[[ RECORD EXCERPTS open ]]
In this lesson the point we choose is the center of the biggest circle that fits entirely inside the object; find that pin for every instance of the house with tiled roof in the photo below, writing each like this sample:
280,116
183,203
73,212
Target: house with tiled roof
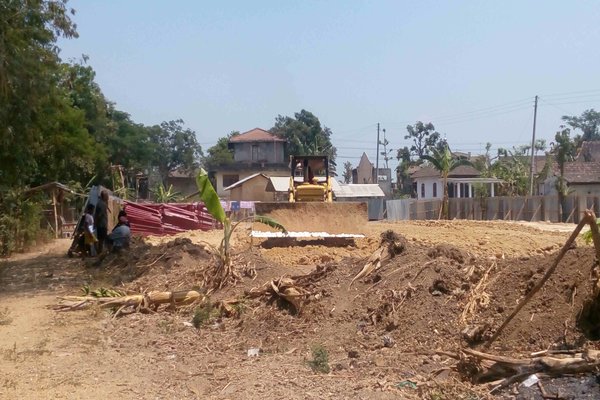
462,182
256,151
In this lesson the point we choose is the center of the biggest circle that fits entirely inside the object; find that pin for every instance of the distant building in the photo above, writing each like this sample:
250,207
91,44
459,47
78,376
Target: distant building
254,152
364,173
463,181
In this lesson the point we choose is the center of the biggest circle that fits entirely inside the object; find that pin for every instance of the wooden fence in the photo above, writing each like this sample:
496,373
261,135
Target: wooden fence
534,208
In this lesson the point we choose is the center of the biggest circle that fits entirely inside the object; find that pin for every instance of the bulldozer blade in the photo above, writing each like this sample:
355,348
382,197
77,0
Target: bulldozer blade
315,219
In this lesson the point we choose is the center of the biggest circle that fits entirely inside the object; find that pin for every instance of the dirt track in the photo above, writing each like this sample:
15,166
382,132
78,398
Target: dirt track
378,333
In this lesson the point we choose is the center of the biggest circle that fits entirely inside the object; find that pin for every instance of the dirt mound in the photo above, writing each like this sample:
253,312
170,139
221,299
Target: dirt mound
448,251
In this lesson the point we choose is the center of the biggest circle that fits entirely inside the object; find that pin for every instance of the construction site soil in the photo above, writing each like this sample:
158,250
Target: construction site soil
386,335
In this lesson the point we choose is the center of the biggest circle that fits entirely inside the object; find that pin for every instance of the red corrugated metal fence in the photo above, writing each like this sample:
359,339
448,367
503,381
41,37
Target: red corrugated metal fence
168,219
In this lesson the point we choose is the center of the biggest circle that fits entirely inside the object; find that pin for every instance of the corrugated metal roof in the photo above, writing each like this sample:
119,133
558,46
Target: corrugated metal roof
255,135
238,183
282,184
359,190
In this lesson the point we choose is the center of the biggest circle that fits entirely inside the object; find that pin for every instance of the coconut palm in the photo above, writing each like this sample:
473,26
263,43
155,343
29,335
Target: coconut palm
444,161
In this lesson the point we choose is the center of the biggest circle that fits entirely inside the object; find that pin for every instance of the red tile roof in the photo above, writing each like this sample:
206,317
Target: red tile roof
430,172
582,172
255,135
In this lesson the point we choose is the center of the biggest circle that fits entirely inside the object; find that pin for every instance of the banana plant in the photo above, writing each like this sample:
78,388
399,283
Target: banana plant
223,252
163,195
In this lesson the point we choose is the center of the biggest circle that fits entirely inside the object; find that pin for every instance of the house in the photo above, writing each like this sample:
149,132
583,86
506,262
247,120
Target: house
251,188
364,173
255,151
463,181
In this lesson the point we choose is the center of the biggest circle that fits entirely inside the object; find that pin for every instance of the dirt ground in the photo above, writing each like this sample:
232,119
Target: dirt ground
381,333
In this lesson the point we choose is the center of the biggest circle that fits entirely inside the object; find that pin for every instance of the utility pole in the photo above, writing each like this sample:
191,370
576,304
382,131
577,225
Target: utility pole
377,158
533,148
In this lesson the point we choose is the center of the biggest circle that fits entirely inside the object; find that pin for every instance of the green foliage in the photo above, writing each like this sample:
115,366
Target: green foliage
320,360
220,154
162,195
587,235
20,219
305,136
444,161
203,313
424,137
209,196
347,175
588,122
175,148
29,91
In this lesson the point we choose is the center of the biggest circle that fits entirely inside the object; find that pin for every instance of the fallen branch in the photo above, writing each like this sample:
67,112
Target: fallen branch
391,245
588,218
137,302
483,367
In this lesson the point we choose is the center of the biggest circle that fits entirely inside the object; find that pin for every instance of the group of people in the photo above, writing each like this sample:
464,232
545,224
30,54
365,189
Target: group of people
94,229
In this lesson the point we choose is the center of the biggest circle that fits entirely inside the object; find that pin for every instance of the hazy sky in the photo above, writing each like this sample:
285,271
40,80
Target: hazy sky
470,67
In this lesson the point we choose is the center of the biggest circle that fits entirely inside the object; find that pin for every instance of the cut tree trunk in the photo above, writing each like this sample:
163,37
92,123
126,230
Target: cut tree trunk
138,302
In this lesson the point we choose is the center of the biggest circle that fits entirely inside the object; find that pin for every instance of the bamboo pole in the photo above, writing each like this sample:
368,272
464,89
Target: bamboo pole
585,220
55,213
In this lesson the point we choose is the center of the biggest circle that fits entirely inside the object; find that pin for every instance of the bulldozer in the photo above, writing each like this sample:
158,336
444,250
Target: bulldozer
311,211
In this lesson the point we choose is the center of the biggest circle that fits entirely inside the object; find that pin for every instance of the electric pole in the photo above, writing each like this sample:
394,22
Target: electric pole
377,158
533,149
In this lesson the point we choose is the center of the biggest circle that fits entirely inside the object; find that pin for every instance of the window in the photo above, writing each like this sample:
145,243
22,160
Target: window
229,180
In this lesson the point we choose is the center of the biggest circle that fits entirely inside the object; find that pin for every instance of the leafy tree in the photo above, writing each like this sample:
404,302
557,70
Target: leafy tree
29,76
347,172
403,156
564,151
176,148
305,136
445,162
219,154
588,122
424,137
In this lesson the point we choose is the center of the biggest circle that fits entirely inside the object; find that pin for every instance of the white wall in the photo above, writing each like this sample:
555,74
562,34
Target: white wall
428,182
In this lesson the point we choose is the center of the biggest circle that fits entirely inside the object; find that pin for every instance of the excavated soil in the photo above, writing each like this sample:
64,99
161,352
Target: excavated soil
381,333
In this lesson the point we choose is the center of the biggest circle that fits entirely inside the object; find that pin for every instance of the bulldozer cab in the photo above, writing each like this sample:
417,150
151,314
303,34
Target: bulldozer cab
309,179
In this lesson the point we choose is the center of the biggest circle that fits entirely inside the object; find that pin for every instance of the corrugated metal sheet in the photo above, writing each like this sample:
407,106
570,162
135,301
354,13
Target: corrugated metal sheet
167,219
358,190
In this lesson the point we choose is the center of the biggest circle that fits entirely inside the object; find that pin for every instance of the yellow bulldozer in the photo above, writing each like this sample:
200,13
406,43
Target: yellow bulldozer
311,210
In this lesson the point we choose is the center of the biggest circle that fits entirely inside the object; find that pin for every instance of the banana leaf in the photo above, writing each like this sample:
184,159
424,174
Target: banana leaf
209,196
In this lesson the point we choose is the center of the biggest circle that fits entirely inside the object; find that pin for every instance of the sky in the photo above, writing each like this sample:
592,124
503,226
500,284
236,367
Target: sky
472,68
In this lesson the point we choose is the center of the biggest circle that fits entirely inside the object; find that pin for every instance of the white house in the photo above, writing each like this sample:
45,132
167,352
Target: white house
463,181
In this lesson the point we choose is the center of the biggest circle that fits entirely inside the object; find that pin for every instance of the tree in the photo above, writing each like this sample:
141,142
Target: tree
424,138
176,148
444,161
588,122
347,172
403,156
29,76
219,154
564,151
304,135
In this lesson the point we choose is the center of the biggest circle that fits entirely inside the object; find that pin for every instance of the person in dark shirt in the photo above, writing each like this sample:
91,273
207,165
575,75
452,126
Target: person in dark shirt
101,220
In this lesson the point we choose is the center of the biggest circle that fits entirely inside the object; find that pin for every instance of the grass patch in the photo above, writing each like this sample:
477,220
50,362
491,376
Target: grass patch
5,318
320,360
204,313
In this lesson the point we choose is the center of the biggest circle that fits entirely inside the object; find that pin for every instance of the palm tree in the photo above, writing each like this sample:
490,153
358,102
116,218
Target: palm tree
444,161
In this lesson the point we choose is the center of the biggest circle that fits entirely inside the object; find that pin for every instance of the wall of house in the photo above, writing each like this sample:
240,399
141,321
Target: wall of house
428,182
590,189
219,175
268,152
184,185
252,190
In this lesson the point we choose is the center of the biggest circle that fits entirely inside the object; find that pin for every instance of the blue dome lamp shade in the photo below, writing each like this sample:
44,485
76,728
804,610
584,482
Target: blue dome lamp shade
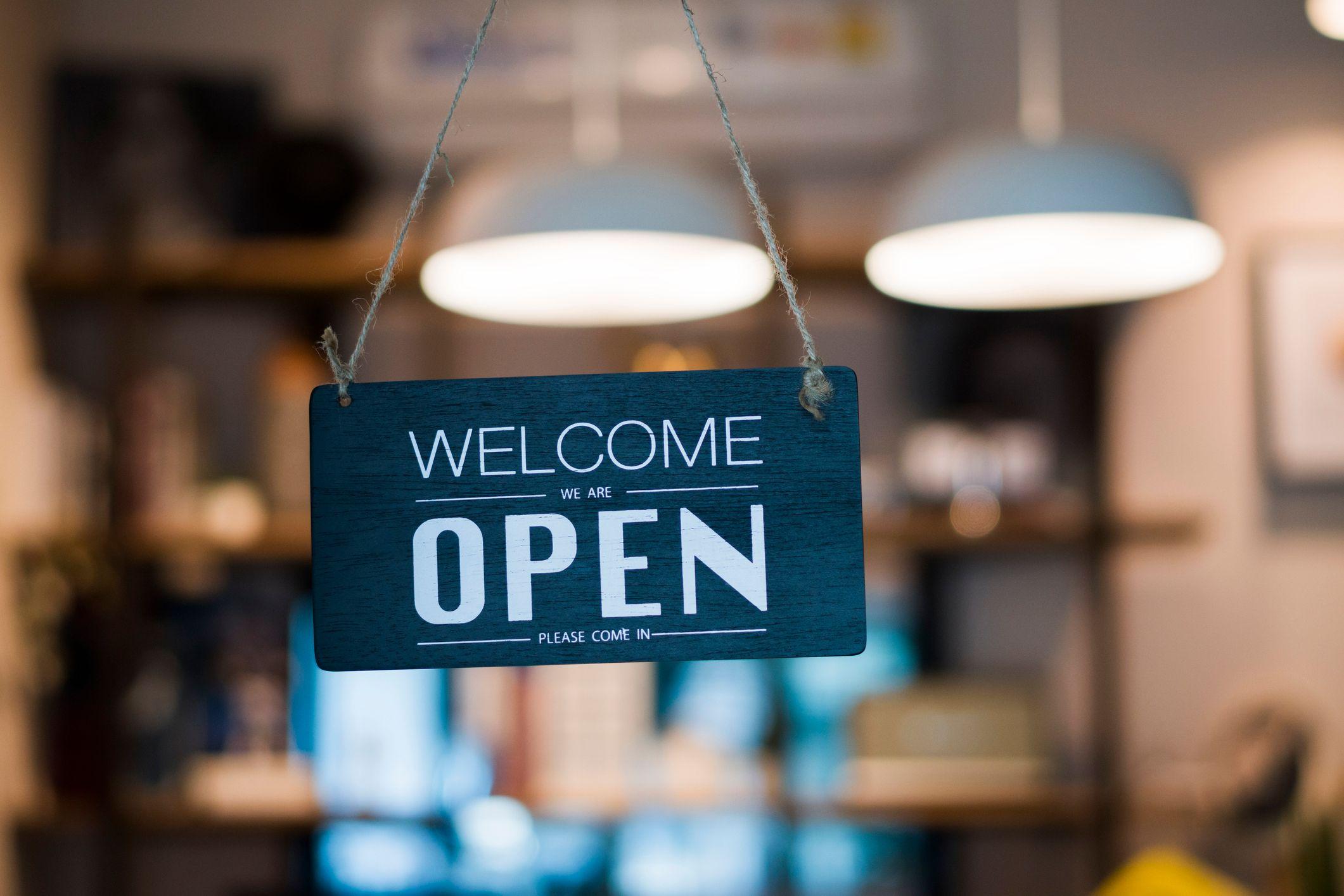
1040,222
596,242
596,246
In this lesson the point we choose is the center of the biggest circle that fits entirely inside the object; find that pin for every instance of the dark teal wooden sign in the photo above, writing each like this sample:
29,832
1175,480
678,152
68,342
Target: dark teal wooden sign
698,515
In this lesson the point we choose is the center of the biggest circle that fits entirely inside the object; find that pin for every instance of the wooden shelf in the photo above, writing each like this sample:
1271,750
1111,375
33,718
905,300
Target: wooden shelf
265,265
1045,525
1045,807
284,539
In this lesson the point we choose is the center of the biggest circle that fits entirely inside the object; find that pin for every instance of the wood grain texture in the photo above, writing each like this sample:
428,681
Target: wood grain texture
370,494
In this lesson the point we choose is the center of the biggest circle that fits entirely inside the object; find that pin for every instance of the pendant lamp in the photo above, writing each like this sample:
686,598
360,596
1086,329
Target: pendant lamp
1040,222
596,245
1327,16
594,242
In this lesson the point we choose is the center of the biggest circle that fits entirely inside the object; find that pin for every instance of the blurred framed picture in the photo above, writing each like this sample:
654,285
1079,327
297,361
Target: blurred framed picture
1300,332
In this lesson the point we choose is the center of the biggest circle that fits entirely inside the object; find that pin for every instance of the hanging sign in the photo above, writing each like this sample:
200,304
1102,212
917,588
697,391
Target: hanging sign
585,519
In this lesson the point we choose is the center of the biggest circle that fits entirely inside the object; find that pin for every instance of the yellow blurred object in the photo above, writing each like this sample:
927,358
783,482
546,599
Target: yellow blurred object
1170,872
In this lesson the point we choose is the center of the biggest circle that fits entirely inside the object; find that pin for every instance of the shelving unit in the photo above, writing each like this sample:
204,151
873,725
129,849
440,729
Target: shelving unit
314,274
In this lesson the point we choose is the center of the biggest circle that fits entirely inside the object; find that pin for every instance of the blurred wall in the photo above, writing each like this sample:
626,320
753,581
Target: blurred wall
1246,97
22,41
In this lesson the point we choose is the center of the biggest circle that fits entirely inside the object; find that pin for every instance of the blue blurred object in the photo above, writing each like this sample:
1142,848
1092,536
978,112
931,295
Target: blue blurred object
706,855
303,679
464,771
380,738
820,692
725,703
376,859
572,856
497,848
828,859
380,746
836,859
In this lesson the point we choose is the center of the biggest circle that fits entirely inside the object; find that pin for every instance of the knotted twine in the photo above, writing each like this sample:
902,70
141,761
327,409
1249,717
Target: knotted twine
816,388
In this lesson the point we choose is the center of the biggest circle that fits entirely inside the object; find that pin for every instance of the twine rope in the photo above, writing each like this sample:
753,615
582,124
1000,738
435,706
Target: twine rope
816,388
345,371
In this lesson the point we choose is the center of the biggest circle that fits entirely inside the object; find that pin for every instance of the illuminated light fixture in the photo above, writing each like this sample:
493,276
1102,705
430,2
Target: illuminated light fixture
1327,16
1040,222
596,242
593,246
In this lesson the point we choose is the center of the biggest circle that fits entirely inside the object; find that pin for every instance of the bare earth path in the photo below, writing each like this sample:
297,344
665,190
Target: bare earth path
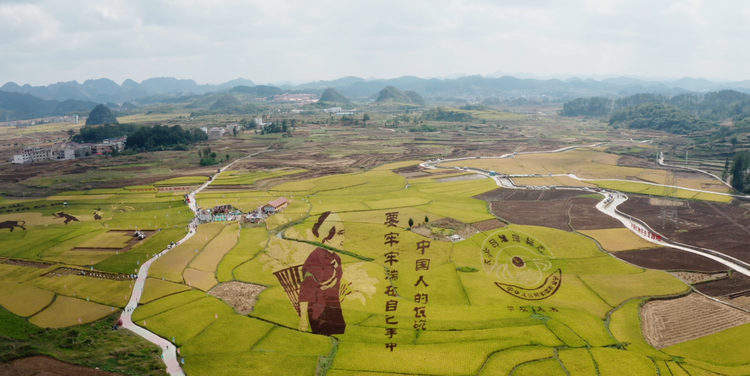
169,353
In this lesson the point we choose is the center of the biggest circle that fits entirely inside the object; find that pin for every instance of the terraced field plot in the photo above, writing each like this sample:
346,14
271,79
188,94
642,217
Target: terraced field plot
670,322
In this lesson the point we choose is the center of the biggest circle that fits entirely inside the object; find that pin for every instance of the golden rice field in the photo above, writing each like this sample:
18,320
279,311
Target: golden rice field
66,311
586,320
618,239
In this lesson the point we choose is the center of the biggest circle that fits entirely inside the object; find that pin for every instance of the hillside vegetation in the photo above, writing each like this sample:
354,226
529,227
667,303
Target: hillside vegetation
259,90
164,138
332,95
101,115
447,114
680,114
391,94
16,106
661,117
92,134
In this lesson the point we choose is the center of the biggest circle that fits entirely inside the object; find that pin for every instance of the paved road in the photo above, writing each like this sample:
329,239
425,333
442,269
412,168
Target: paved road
169,353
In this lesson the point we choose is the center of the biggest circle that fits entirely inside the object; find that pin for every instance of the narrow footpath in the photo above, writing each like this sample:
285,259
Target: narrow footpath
169,351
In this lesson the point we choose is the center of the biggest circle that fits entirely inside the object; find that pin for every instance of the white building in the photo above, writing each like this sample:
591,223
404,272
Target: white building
38,154
215,133
230,128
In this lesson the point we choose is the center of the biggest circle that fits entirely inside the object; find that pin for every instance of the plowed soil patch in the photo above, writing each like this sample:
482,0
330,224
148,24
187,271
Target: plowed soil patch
504,194
578,212
670,259
28,264
721,227
735,283
241,296
45,366
489,225
693,278
669,322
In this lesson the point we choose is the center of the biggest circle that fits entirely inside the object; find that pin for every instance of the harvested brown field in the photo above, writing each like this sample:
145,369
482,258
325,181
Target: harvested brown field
736,283
489,225
462,178
88,273
562,210
442,228
670,259
129,245
548,213
721,227
242,296
506,194
669,322
693,278
29,264
46,366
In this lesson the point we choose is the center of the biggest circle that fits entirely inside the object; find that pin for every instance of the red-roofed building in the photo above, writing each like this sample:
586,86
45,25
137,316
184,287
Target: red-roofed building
276,205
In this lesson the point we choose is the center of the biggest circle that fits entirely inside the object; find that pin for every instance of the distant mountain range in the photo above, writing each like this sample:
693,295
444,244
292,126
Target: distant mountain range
104,90
38,101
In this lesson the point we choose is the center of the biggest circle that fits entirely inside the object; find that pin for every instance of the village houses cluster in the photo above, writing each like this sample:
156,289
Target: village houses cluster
68,150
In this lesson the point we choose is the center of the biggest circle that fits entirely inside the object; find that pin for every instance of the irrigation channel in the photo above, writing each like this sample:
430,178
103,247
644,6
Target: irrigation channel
169,350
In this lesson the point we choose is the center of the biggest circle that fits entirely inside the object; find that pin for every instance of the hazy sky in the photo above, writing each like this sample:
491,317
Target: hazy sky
212,41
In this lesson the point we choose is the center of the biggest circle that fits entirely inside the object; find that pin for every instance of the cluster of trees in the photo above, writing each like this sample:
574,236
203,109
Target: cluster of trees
92,134
101,115
164,138
595,106
208,157
423,128
655,111
660,117
447,114
284,127
248,124
740,177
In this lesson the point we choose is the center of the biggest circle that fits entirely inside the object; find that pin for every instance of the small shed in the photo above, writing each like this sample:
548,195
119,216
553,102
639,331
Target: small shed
276,205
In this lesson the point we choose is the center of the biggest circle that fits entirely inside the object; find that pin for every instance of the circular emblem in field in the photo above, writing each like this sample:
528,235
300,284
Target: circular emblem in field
521,263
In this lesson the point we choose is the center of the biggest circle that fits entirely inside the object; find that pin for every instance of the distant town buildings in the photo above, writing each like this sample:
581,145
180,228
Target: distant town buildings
215,133
230,128
276,205
260,124
67,151
49,120
298,99
38,154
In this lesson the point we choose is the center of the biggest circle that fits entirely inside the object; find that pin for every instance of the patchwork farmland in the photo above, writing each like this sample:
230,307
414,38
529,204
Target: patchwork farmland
425,275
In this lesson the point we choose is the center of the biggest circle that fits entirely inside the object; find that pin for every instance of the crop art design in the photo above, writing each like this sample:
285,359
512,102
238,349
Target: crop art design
521,263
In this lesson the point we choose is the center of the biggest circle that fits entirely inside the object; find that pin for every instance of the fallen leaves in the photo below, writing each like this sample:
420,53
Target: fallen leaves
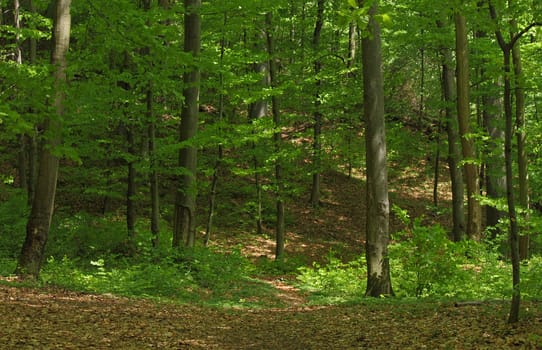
[[ RECORD EXCERPTS closed ]]
(TASK PROMPT):
Could you set down nothing but the lines from the one containing "the distant town" through the last line of the records above, both ends included, exactly as given and free of pictures?

(EXPECTED ANSWER):
In this lesson the point we choose is the center of the biggest circle that fits entirely inside the object; find that pin for every instance of the distant town buildings in the photo above, writing each like this sample:
581,145
180,228
Target: distant town buildings
215,133
230,128
276,205
260,124
67,151
49,120
298,99
38,154
In this lesson the point we choose is the center of the biggest circle that fits entirely inside the object; find that pin for every instance of the patchwork farmland in the photo above, writing each like this sample:
230,307
414,38
529,204
Target: patchwork farmland
425,275
In this lesson the point we choose is the center of the biggest circle that fits entirely inside the object; find that pin for every instance of the crop art design in the photo above, writing each like this sample:
285,359
512,102
238,349
Target: crop art design
521,263
In this lesson the point we choose is the center of the biggest circle that fits entirely inside the object; find that pin for every instance of the fallen leaves in the photo below, writing each like this sample:
420,53
Target: fallen leaves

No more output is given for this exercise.